***** Source data

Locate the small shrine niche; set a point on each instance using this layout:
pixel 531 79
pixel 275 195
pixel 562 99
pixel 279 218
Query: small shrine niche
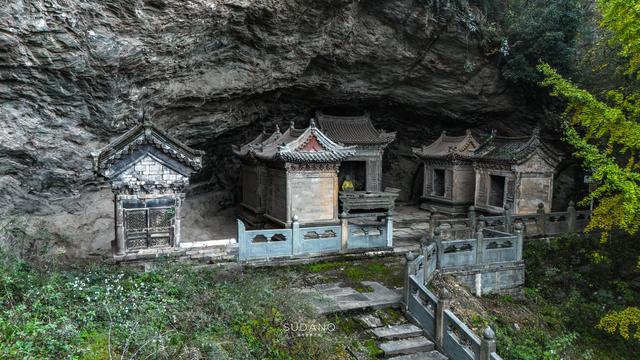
pixel 514 173
pixel 148 171
pixel 291 173
pixel 364 167
pixel 449 177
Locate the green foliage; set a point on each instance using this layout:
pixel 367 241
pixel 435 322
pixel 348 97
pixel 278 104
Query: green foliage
pixel 604 130
pixel 622 17
pixel 530 31
pixel 174 312
pixel 625 322
pixel 573 293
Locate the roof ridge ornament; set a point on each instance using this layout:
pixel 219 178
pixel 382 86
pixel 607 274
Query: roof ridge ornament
pixel 536 131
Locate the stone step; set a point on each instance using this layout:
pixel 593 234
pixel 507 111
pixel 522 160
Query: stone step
pixel 429 355
pixel 397 331
pixel 407 346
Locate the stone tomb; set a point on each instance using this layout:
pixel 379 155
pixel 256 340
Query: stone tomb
pixel 514 173
pixel 364 167
pixel 449 178
pixel 291 173
pixel 148 171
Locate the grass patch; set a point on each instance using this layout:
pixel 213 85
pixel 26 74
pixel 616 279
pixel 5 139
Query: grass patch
pixel 571 283
pixel 172 312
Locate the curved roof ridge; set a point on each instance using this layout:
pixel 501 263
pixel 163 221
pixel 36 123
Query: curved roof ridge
pixel 353 129
pixel 442 148
pixel 146 133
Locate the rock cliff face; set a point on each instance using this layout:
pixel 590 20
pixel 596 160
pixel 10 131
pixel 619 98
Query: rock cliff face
pixel 214 72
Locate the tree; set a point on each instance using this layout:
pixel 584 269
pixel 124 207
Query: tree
pixel 604 128
pixel 534 30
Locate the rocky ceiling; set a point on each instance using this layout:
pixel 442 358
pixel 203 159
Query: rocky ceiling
pixel 215 72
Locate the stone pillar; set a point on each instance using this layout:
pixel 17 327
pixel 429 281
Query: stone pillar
pixel 409 269
pixel 177 220
pixel 471 214
pixel 541 220
pixel 119 217
pixel 487 344
pixel 479 245
pixel 507 218
pixel 243 250
pixel 296 245
pixel 389 229
pixel 571 216
pixel 439 247
pixel 444 301
pixel 344 223
pixel 425 265
pixel 519 241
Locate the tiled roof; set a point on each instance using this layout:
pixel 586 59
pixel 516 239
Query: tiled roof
pixel 145 133
pixel 514 150
pixel 448 147
pixel 308 145
pixel 356 130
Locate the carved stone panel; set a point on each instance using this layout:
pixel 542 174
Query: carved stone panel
pixel 534 190
pixel 313 196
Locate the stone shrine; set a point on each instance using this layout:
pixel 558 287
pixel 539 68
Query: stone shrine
pixel 514 173
pixel 291 173
pixel 364 167
pixel 449 177
pixel 148 171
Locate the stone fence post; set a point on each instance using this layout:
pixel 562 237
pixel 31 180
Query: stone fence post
pixel 432 227
pixel 119 214
pixel 409 269
pixel 389 229
pixel 487 344
pixel 542 229
pixel 424 243
pixel 344 224
pixel 296 245
pixel 444 301
pixel 480 244
pixel 472 217
pixel 242 241
pixel 439 247
pixel 507 218
pixel 519 241
pixel 571 216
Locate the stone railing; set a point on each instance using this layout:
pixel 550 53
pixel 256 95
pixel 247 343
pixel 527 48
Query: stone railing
pixel 349 235
pixel 488 246
pixel 433 314
pixel 540 223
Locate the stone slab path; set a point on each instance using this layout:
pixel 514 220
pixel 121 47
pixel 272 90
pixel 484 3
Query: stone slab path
pixel 400 341
pixel 405 342
pixel 334 297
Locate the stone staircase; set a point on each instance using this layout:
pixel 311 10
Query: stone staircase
pixel 406 341
pixel 402 341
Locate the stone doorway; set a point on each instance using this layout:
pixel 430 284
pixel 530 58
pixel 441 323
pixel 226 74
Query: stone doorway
pixel 496 190
pixel 149 227
pixel 357 171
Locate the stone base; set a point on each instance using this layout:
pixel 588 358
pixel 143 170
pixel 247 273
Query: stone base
pixel 450 210
pixel 501 278
pixel 208 254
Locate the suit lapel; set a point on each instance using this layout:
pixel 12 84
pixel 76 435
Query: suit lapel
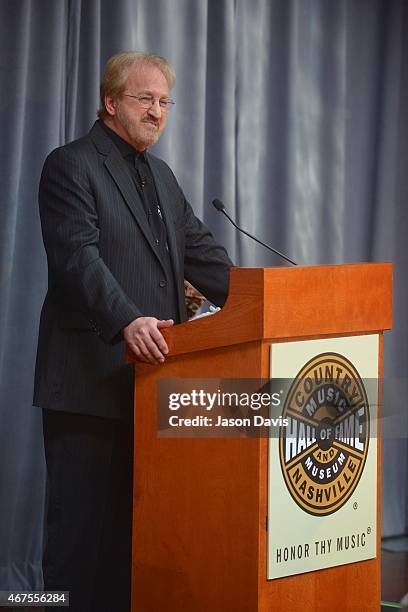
pixel 165 208
pixel 115 165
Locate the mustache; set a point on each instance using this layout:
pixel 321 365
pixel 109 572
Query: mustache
pixel 151 120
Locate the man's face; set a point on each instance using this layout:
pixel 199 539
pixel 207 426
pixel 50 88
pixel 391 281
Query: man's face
pixel 139 126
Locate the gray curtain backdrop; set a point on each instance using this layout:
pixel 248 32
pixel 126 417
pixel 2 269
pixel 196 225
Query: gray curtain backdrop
pixel 293 112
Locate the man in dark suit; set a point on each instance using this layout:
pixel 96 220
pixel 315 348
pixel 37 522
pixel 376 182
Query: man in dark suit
pixel 120 238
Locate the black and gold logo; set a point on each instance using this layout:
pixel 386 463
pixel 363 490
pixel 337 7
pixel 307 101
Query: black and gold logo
pixel 324 447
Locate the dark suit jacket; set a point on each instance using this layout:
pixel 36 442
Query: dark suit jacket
pixel 104 271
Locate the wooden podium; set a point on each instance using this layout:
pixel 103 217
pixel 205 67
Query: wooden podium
pixel 199 533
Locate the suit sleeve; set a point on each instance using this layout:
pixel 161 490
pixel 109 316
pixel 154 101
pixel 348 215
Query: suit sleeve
pixel 70 229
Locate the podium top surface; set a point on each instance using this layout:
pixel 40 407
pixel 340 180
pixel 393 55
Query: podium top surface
pixel 292 303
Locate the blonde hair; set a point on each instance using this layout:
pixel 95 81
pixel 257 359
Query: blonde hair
pixel 117 69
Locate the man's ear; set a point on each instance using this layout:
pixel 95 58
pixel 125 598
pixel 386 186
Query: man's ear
pixel 110 105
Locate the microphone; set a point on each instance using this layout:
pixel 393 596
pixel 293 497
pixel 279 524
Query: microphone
pixel 221 208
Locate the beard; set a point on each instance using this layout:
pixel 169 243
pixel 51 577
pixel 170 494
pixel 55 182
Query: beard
pixel 143 132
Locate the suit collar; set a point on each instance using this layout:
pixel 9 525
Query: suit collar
pixel 120 172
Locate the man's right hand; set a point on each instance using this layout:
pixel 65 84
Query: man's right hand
pixel 144 338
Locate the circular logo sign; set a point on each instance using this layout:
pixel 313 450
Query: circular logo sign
pixel 324 446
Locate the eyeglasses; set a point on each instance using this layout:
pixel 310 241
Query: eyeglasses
pixel 146 101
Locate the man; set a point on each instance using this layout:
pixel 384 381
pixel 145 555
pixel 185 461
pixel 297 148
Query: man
pixel 120 239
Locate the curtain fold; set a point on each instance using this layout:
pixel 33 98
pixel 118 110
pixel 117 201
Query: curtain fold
pixel 293 112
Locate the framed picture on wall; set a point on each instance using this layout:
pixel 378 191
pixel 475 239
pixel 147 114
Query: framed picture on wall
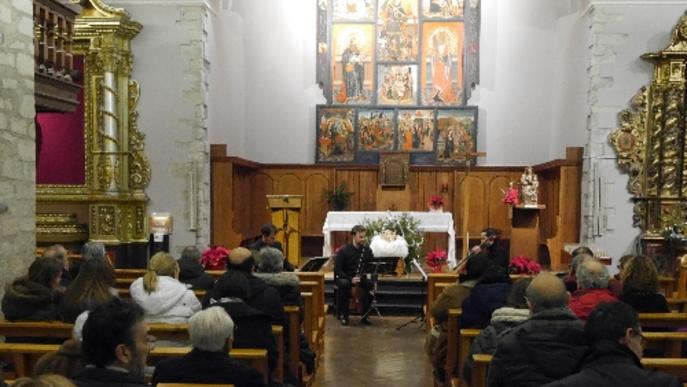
pixel 335 134
pixel 456 135
pixel 375 130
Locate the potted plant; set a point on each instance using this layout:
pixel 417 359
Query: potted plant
pixel 338 198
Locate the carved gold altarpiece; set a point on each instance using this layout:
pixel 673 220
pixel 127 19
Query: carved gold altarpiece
pixel 650 142
pixel 116 168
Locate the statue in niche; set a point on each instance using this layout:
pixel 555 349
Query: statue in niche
pixel 529 186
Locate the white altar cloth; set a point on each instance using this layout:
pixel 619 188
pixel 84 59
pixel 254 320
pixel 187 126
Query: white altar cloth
pixel 429 222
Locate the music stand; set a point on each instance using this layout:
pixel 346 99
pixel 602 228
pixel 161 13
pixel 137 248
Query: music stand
pixel 420 317
pixel 377 266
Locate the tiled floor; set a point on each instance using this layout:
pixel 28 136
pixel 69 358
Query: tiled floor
pixel 377 355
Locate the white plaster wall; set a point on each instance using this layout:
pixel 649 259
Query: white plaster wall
pixel 621 32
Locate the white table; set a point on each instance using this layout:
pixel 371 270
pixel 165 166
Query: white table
pixel 429 222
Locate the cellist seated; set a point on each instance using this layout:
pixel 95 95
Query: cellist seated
pixel 350 276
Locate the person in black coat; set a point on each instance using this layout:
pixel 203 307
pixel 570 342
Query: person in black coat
pixel 35 297
pixel 260 296
pixel 191 272
pixel 349 271
pixel 545 347
pixel 613 359
pixel 490 293
pixel 253 326
pixel 212 333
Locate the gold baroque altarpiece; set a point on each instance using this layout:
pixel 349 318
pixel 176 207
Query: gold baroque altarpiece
pixel 651 141
pixel 116 168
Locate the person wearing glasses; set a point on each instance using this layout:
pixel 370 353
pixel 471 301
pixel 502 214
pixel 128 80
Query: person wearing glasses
pixel 616 348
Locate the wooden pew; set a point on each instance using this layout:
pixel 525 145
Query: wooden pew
pixel 674 366
pixel 24 356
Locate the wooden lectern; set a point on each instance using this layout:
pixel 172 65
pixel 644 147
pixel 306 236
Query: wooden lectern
pixel 524 231
pixel 286 214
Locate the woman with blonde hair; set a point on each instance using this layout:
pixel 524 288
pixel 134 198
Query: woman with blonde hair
pixel 161 295
pixel 640 285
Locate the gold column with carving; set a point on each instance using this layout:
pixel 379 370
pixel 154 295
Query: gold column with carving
pixel 117 170
pixel 651 142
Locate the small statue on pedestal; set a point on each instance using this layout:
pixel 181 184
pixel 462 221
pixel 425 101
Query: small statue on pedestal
pixel 529 187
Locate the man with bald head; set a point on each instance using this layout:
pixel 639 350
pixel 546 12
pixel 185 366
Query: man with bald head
pixel 544 348
pixel 592 288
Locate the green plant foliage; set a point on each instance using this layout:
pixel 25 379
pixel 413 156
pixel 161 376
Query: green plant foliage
pixel 338 198
pixel 405 226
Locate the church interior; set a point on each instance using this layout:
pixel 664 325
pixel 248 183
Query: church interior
pixel 154 125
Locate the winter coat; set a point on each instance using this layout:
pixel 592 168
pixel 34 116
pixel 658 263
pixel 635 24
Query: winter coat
pixel 25 300
pixel 584 301
pixel 206 367
pixel 544 348
pixel 253 328
pixel 609 364
pixel 484 299
pixel 501 320
pixel 262 296
pixel 171 302
pixel 191 272
pixel 645 302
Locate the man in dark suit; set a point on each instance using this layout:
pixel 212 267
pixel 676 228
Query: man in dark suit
pixel 211 332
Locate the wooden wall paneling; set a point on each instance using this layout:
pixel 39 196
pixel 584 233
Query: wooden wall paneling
pixel 498 211
pixel 367 194
pixel 262 184
pixel 314 206
pixel 221 202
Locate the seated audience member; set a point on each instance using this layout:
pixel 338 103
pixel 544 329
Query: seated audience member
pixel 640 285
pixel 450 298
pixel 60 253
pixel 592 285
pixel 115 346
pixel 212 333
pixel 163 298
pixel 514 313
pixel 268 239
pixel 36 296
pixel 543 348
pixel 93 286
pixel 490 293
pixel 89 251
pixel 253 327
pixel 269 267
pixel 260 296
pixel 579 255
pixel 191 272
pixel 616 283
pixel 43 381
pixel 613 359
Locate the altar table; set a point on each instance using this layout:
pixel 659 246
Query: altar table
pixel 428 222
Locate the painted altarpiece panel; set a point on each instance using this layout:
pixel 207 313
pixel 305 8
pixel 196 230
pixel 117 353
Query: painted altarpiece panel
pixel 353 63
pixel 335 135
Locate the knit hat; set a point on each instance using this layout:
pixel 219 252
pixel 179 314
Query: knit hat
pixel 239 255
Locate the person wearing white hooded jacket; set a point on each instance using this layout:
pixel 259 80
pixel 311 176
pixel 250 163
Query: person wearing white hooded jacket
pixel 159 292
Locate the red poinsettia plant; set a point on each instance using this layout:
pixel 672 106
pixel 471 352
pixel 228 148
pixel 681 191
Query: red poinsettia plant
pixel 523 265
pixel 436 259
pixel 436 202
pixel 215 258
pixel 511 196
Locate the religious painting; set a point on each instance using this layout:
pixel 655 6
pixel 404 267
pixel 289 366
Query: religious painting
pixel 375 129
pixel 352 65
pixel 416 130
pixel 442 9
pixel 397 85
pixel 397 26
pixel 335 136
pixel 456 135
pixel 442 63
pixel 353 10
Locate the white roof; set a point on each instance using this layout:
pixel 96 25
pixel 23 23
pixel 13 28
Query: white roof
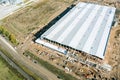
pixel 86 27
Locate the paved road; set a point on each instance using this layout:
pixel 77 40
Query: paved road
pixel 35 68
pixel 28 77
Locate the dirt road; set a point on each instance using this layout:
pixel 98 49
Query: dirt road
pixel 35 68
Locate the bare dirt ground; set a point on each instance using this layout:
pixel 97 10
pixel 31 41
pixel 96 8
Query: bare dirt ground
pixel 113 53
pixel 31 19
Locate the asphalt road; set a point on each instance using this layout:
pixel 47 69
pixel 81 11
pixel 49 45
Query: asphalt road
pixel 35 68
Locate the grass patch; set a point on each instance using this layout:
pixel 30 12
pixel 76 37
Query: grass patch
pixel 7 72
pixel 7 34
pixel 50 67
pixel 21 66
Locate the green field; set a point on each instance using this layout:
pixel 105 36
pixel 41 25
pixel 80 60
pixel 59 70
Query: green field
pixel 7 72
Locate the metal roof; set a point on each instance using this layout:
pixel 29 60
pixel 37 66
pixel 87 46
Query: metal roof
pixel 86 27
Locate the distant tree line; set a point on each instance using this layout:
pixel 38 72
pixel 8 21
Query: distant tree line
pixel 7 34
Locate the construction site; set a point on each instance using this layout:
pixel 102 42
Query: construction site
pixel 81 38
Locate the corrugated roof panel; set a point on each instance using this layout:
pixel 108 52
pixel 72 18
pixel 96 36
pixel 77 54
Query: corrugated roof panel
pixel 86 27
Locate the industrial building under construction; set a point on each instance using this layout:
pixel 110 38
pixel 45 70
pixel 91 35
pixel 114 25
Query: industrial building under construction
pixel 85 28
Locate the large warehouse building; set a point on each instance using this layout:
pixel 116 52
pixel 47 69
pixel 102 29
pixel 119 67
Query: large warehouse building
pixel 86 28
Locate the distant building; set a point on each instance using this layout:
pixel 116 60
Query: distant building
pixel 10 2
pixel 84 28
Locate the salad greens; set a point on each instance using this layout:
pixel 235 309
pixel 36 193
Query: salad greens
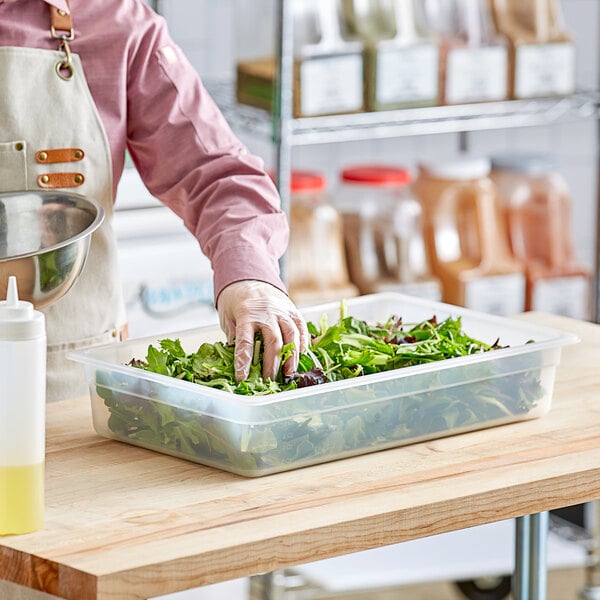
pixel 346 349
pixel 331 422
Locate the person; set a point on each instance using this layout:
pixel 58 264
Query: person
pixel 90 80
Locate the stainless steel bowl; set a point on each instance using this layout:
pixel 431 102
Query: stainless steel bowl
pixel 44 241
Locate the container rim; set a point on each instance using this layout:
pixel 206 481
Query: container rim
pixel 554 338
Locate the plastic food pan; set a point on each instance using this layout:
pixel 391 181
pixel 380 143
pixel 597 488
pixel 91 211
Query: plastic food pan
pixel 259 435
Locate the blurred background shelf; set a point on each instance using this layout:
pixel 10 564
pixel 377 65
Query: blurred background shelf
pixel 584 105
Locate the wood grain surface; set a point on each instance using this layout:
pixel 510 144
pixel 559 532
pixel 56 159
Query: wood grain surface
pixel 127 523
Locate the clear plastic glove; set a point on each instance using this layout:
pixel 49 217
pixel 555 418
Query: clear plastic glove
pixel 246 307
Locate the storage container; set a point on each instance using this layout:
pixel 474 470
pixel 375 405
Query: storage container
pixel 542 52
pixel 383 232
pixel 316 260
pixel 474 57
pixel 328 69
pixel 255 436
pixel 466 238
pixel 401 60
pixel 537 203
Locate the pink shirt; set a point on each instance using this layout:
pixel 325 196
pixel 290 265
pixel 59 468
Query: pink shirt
pixel 152 102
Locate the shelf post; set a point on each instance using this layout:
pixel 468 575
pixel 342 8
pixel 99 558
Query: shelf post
pixel 283 107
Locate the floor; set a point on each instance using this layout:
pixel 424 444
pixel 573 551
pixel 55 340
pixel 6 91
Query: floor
pixel 562 585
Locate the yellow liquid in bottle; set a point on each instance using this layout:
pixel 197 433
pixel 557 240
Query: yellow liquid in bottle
pixel 21 498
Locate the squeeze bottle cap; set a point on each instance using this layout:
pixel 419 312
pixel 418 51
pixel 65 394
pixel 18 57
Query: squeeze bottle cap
pixel 18 319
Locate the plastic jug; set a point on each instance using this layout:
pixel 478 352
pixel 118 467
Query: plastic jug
pixel 22 414
pixel 474 57
pixel 537 202
pixel 542 52
pixel 317 269
pixel 401 60
pixel 383 232
pixel 466 237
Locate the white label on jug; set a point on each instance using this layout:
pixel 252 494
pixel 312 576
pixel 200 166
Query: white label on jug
pixel 545 69
pixel 567 296
pixel 497 294
pixel 407 74
pixel 331 84
pixel 474 74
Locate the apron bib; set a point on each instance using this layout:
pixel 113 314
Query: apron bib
pixel 51 136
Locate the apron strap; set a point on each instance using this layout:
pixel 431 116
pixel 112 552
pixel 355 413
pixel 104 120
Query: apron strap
pixel 61 24
pixel 61 29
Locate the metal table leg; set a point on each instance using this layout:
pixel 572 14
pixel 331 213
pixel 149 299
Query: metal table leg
pixel 530 577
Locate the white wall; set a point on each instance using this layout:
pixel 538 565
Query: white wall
pixel 205 29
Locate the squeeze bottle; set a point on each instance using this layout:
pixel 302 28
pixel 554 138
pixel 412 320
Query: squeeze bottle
pixel 22 414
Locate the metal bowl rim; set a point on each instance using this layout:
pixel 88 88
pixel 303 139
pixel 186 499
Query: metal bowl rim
pixel 100 214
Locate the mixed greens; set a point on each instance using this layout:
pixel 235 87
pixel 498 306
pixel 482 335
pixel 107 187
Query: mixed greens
pixel 346 349
pixel 331 422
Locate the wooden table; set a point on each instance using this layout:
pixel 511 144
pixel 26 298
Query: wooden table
pixel 123 522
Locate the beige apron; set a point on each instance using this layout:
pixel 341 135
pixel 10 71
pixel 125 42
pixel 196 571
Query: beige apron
pixel 51 137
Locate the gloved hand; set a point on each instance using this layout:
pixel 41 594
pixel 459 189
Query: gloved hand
pixel 246 307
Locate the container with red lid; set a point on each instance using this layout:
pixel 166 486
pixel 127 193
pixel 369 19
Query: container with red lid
pixel 383 231
pixel 317 269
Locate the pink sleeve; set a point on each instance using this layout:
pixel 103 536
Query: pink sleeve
pixel 189 158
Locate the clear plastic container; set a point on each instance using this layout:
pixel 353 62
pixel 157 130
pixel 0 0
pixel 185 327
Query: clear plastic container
pixel 328 69
pixel 383 232
pixel 466 238
pixel 317 269
pixel 401 60
pixel 542 52
pixel 473 56
pixel 537 202
pixel 254 436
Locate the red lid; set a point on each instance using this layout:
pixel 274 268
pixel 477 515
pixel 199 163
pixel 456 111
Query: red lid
pixel 305 181
pixel 376 175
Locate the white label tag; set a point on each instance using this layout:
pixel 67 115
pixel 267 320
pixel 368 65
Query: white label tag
pixel 407 74
pixel 497 295
pixel 331 84
pixel 567 296
pixel 545 69
pixel 476 74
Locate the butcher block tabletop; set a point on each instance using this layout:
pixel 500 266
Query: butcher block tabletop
pixel 123 522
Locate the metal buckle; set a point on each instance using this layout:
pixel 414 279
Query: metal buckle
pixel 64 68
pixel 63 36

**********

▸ **What this task involves**: Reproduce word for word the material above, beginning with the line that contains "pixel 55 340" and ending with the line that contains "pixel 118 467".

▸ **Completed exercise**:
pixel 55 340
pixel 6 91
Query: floor
pixel 562 585
Locate the yellow liquid in bottle; set a point on each instance using this layout:
pixel 197 433
pixel 557 240
Query: yellow liquid in bottle
pixel 21 498
Locate the squeeze bottle cap; set a point on each instance using this layout:
pixel 419 312
pixel 418 51
pixel 65 394
pixel 18 57
Query: squeeze bottle cap
pixel 18 319
Locate the plastic jug; set a point on each instance using this layout:
pixel 478 352
pixel 118 467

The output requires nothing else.